## begin EXCERPT TO READ

Amazon Drive
- Company type: Division
- Website type: File hosting service;
- Dissolved: December 31, 2023; 2 years ago
- Headquarters: {{{location_country}}}
- Area served: United States, United Kingdom, Japan, Germany, Spain, France, Italy, Australia, Canada, Brazil, China
- Industry: Internet
- Parent: Amazon.com
- Website: www.amazon.com/clouddrive
- Registration: Required
- Launched: March 29, 2011; 15 years ago
- Current status: Discontinued

= Amazon Drive =

Cloud storage application

Amazon Drive, formerly known as Amazon Cloud Drive, was a cloud storage application managed by Amazon. The service offered secure cloud storage, file backup, file sharing, and Photo printing. Using an Amazon account, the files and folders could be transferred and managed from multiple devices, including web browsers, desktop applications, mobiles, and tablets. Amazon Drive also let their U.S. users order photo prints and photo books using the Amazon Prints service.

Amazon Drive offered free unlimited photo storage with an Amazon Prime subscription or a Fire Tablet device, and a paid limited storage service. Launched in major countries including the U.S., Canada, Germany, France, Italy, Spain, the U.K., Japan, and Australia, it also functioned in Brazil and China as a free limited 5GB storage service.

On July 29, 2022, Amazon announced that the service would be discontinued on December 31, 2023, whereas Amazon Photos is continued.

==History==
Amazon first announced the storage service on March 29, 2011, initially offering pay-as-you-need tiered storage plans for the users. Users paid only for the storage tier they utilized expandable up to a maximum of 1 terabyte plan.

In March 2015, Unlimited Storage plans intended for non-business customer sections were introduced. The plan offered a free 3-month free trial for the customers who wish to try the service before entering an annual subscription. During 2015 Black Friday, the plan became popular when Amazon offered 92% discounted Unlimited Storage plan for $5, down from $60, for a year from purchase. The fine print stated that Unlimited Storage was "only for private use", was restricted by file type, and must not "substantially exceed or differ from normal use by other users". Amazon anytime "may impose other restrictions on use of the Service".

In June 2017, Amazon reverted the unlimited storage plans in the US.

On 15 November 2017, Amazon removed the unlimited storage plans for customers in Canada as well.

==Storage Plans==
As of July 2019, Amazon offers two plans in their marketplaces: Prime Photos (since November 2014) and free limited file storage in Brazil and China only.

===Prime Photos===
The Prime Photos plan offers unlimited storage for photos and RAW files, and a 5 gigabytes of storage for videos and other files. Photos can be uploaded to Amazon Drive with iOS or Android apps, Kindle device, or the Cloud Drive website. Additionally, users of Kindle Fire tablets also get the plan's benefits along with the purchase of device. Their photos and videos will automatically backup from device to the Amazon Drive's cloud storage. According to Amazon, Prime Photos is only available for personal, non-commercial use and can't be used in conjunction with a photography business. Full resolution photo formats and RAW files can be uploaded, but most Raw formats won't be viewable within the service's web interface or apps.

## end EXCERPT TO READ
## begin RECORDED DATA

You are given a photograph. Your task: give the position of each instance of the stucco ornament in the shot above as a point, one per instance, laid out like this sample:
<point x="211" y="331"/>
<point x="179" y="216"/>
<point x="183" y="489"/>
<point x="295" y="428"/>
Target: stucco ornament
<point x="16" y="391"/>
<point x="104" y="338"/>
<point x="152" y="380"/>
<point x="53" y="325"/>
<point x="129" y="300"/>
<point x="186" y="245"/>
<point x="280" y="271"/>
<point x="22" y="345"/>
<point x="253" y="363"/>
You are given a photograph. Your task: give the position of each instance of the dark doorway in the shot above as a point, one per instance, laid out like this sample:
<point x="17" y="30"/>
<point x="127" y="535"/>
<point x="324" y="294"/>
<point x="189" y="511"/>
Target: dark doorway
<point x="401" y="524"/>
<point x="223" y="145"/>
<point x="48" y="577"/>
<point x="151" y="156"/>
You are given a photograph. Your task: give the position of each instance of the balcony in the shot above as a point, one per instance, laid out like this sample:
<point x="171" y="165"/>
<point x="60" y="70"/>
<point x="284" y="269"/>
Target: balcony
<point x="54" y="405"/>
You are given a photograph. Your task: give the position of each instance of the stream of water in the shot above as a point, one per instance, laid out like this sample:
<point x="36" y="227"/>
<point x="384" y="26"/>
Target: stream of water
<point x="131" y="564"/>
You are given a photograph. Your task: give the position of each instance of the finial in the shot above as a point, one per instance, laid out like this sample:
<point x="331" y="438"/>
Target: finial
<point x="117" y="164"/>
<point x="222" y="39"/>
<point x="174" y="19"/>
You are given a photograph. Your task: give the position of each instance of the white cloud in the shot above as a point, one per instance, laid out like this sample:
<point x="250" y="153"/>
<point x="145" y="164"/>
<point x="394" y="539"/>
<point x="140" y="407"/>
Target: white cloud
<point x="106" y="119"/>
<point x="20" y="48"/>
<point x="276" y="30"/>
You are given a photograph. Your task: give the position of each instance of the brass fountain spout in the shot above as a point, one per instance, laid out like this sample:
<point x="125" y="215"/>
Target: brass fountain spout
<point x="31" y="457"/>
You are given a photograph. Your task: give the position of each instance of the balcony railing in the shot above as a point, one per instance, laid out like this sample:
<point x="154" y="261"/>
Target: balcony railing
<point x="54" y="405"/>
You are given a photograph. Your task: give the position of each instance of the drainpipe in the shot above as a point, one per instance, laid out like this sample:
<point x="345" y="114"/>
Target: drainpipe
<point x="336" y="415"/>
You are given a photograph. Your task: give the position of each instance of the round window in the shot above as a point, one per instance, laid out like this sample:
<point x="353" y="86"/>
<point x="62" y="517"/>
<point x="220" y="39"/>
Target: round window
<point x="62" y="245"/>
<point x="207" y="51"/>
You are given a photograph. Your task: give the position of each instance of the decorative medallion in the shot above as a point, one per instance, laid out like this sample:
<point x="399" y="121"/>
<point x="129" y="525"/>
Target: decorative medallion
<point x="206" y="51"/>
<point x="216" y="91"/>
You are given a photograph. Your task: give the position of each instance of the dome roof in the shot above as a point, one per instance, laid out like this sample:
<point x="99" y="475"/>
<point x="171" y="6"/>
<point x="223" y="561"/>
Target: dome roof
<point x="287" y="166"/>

## end RECORDED DATA

** STATED PROBLEM **
List the services that the Amazon Drive text says the service offered in its opening description.

** WORKED ANSWER **
Secure cloud storage, file backup, file sharing, and photo printing.